- _Work item_: Each line from the one containing "Each instance of the horizontal" to the end of the entries below must be restated exactly, and no other line should appear.

- _Supplied data_:
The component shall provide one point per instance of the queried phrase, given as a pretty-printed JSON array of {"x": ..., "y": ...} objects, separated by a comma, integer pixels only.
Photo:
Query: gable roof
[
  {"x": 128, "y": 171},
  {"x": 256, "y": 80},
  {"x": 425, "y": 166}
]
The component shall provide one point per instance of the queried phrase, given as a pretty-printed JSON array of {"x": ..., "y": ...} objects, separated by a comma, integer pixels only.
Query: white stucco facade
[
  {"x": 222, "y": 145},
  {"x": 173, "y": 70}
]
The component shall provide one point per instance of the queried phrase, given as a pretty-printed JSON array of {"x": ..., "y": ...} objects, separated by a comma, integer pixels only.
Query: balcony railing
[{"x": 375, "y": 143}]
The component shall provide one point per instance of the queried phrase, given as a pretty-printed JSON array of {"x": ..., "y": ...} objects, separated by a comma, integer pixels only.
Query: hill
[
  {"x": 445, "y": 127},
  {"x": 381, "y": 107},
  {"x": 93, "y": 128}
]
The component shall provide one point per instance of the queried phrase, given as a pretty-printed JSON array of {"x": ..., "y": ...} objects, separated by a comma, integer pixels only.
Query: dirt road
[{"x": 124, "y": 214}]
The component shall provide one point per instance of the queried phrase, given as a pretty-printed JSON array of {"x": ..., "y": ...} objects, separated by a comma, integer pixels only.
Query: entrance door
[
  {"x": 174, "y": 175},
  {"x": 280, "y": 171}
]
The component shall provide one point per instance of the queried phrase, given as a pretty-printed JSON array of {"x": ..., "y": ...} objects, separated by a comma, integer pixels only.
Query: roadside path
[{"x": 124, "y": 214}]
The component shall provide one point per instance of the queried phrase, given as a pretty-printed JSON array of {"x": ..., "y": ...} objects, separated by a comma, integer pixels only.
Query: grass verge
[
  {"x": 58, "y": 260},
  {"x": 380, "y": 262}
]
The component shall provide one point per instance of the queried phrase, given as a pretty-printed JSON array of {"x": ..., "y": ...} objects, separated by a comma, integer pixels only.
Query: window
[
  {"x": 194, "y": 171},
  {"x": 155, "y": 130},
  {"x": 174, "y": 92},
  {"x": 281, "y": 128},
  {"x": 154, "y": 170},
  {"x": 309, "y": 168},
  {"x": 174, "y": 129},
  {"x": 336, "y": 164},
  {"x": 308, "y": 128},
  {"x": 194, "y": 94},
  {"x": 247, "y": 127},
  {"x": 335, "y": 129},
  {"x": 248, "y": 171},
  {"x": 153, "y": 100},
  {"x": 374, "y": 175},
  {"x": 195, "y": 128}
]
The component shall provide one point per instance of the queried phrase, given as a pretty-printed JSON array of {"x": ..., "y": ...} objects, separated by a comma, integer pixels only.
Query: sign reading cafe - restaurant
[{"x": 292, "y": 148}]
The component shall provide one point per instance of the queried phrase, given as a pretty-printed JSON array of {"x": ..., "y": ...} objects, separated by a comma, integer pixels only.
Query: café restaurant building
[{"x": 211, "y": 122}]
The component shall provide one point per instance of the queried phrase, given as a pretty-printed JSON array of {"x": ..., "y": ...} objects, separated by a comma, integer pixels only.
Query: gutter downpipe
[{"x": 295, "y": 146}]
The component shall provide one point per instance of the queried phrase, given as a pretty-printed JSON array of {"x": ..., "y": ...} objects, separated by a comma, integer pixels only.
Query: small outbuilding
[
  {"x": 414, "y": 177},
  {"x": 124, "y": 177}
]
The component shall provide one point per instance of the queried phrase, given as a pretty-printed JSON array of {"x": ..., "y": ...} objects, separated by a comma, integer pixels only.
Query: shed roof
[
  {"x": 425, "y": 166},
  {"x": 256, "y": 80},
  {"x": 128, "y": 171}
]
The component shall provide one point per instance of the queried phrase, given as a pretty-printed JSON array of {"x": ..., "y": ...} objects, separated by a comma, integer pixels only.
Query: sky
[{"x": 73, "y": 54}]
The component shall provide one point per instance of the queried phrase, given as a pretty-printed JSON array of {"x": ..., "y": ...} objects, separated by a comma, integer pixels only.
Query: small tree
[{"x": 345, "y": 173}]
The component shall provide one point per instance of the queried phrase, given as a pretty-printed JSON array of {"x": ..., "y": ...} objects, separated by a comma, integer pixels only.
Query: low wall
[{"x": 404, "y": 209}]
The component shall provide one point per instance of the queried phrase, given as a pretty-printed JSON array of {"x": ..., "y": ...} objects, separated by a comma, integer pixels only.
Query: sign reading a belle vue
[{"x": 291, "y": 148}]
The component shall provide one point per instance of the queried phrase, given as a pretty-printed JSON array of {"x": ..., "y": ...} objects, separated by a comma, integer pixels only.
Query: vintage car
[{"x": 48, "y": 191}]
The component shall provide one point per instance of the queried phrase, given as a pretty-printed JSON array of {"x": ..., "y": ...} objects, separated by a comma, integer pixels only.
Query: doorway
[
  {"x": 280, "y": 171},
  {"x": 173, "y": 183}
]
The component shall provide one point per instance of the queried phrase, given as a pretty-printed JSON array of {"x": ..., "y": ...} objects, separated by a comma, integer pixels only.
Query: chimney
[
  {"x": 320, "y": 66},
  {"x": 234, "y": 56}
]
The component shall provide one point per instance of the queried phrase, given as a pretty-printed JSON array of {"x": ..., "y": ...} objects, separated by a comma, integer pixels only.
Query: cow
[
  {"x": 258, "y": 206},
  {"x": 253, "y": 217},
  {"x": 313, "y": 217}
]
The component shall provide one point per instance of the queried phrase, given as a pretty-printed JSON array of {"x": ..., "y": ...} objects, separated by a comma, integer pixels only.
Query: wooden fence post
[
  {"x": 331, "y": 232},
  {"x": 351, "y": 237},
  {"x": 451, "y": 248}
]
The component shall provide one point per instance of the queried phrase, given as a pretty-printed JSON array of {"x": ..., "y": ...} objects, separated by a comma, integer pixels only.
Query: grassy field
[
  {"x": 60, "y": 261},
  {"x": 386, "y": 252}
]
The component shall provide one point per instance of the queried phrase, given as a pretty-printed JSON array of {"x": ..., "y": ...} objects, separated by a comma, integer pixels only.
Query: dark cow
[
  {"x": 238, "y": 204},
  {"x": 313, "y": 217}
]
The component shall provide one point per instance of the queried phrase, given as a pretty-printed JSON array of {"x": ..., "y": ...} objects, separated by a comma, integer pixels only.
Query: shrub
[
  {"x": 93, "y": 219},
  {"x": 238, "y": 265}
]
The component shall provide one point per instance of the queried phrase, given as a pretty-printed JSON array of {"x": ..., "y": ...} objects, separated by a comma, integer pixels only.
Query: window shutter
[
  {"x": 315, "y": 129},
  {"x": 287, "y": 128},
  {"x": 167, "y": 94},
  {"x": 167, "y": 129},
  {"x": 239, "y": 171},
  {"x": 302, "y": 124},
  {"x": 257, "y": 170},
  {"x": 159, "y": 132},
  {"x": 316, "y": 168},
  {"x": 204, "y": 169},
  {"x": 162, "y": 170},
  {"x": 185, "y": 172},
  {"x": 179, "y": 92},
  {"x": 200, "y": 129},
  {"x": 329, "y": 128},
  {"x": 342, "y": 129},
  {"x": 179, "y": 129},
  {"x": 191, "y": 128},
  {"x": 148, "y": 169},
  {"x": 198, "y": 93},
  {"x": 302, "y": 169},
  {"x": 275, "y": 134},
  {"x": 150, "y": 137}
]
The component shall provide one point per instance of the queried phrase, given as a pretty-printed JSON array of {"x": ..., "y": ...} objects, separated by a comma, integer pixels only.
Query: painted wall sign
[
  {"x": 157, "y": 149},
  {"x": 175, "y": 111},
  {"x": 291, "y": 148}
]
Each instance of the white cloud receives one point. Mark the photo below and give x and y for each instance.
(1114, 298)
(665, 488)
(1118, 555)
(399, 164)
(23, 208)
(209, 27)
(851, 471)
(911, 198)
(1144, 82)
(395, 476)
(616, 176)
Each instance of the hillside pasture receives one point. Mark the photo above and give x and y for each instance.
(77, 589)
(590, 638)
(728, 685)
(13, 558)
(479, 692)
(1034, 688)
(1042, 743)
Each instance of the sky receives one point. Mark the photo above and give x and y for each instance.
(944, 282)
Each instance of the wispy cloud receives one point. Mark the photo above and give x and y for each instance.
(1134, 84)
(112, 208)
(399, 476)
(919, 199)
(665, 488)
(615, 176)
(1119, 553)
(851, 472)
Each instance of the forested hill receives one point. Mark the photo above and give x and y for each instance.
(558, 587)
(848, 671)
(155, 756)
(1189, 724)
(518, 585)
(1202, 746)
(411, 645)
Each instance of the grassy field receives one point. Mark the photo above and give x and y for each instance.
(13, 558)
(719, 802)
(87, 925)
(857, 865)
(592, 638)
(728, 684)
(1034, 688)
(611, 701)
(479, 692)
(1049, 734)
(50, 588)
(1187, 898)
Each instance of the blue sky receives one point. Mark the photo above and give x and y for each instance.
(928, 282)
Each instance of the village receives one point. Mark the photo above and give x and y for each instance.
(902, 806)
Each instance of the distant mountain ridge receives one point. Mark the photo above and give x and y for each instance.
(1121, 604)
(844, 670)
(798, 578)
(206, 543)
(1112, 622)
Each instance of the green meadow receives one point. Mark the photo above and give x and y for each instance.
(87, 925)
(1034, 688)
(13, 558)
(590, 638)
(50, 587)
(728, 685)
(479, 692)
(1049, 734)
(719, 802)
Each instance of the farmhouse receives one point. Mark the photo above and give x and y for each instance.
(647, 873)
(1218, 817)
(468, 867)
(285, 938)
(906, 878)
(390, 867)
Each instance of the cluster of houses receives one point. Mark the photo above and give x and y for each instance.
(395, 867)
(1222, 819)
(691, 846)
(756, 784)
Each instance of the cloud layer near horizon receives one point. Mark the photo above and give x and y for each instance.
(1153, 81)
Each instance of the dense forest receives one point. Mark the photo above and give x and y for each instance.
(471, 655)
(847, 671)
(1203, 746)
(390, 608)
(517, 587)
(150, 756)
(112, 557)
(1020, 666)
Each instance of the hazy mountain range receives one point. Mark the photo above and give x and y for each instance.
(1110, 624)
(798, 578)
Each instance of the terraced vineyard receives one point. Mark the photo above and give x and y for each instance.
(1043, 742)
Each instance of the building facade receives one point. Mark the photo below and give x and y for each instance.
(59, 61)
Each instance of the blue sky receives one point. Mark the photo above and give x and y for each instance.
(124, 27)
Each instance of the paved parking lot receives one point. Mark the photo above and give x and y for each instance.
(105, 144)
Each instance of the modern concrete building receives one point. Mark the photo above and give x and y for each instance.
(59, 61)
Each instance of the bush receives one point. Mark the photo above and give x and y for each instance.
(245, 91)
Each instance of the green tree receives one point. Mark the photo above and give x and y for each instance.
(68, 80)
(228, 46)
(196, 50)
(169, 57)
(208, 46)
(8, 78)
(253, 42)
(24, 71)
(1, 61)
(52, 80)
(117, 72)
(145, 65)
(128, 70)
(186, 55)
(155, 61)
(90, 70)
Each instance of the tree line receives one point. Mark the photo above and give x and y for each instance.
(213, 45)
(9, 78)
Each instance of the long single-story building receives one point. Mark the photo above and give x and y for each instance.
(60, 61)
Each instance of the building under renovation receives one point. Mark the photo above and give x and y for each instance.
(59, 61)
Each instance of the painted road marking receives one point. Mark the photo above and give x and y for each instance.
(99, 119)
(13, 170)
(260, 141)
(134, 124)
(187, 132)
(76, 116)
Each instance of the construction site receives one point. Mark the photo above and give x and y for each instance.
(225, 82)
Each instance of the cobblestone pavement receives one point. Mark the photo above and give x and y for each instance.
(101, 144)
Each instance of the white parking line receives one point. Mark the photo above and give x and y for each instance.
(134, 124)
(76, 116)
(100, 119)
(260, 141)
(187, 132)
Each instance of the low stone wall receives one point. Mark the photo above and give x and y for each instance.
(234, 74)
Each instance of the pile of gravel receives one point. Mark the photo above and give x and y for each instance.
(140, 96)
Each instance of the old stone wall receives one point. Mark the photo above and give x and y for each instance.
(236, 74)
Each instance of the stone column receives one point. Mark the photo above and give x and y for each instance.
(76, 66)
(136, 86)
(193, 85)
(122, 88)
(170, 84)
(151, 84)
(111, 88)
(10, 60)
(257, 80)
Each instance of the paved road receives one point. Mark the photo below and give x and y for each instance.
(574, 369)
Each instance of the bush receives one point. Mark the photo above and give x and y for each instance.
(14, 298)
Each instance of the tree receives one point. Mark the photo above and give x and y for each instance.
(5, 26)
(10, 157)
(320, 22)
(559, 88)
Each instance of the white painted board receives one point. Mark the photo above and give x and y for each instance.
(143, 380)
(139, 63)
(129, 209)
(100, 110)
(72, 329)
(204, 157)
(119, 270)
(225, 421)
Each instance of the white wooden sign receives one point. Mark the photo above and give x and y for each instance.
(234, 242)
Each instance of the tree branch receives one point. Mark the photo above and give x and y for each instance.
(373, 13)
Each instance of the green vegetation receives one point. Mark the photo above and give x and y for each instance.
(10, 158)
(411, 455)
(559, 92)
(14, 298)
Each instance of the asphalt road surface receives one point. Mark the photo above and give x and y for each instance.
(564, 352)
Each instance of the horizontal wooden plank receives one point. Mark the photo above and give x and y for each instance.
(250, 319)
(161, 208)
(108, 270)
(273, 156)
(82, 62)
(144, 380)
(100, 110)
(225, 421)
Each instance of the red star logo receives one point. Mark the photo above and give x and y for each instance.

- _Completed exercise_:
Each instance of the horizontal wooden plank receives one point. Mark the photo above and give x and y for each instance.
(250, 319)
(161, 208)
(108, 270)
(273, 156)
(82, 62)
(144, 380)
(100, 110)
(225, 421)
Each instance of the red star logo receives one point. Mark the photo above and give x and y for each instance.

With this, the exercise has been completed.